Text under study:
# # # # # # #

The work assembles nearly six hundred clinical case histories drawn from wartime medical literature to document combat-related neuropsychiatric disorders. It presents concise case protocols illustrating varied symptom patterns, diagnostic dilemmas, malingering and simulation, therapeutic interventions, and treatment outcomes, and includes bibliographic references and introductory commentary. Sections juxtapose cases to illuminate contested diagnoses and to inform postwar rehabilitation and mental-hygiene efforts, aiming to provide clinicians and reconstruction workers with detailed clinical material for recognizing, classifying, and managing neuropsychiatric consequences of war.

Neurasthenic hyperalgesia after peripheral nerve injury.

Case 416. (Weygandt, January, 1915.)

A German volunteer, a sportsman, was under heavy shell fire after the middle of October, 1914, and was wounded in the upper arm in November, with an injury to the median nerve that occasioned severe pain. These strictly localized pains increased upon any sort of physical or mental strain. If he walked down steps he kept thinking he might have an accident, and then the pains set in with greater force. He became apathetic so that he did not eat, drink or urinate. If his head were touched he felt pain as if from an electric shock. He also felt the pain when he saw anybody approaching a door to close it, through apprehension of the noise. Meantime, the wound was well healed. The pulse was accelerated. The visual fields were only slightly contracted. The patient wanted to get well and go back to the service.

Weygandt regards this hyperalgesia after peripheral nerve injuries as neurasthenic.

# # # # # # #

Stored data:
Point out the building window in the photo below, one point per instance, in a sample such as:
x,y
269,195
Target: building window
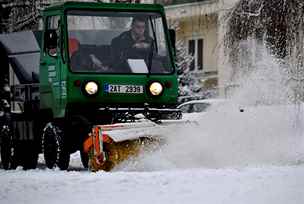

# # # # # # #

What is needed: Retype everything in the text on neurasthenic hyperalgesia from "The work assembles" down to "consequences of war.", word for word.

Answer to this task:
The work assembles nearly six hundred clinical case histories drawn from wartime medical literature to document combat-related neuropsychiatric disorders. It presents concise case protocols illustrating varied symptom patterns, diagnostic dilemmas, malingering and simulation, therapeutic interventions, and treatment outcomes, and includes bibliographic references and introductory commentary. Sections juxtapose cases to illuminate contested diagnoses and to inform postwar rehabilitation and mental-hygiene efforts, aiming to provide clinicians and reconstruction workers with detailed clinical material for recognizing, classifying, and managing neuropsychiatric consequences of war.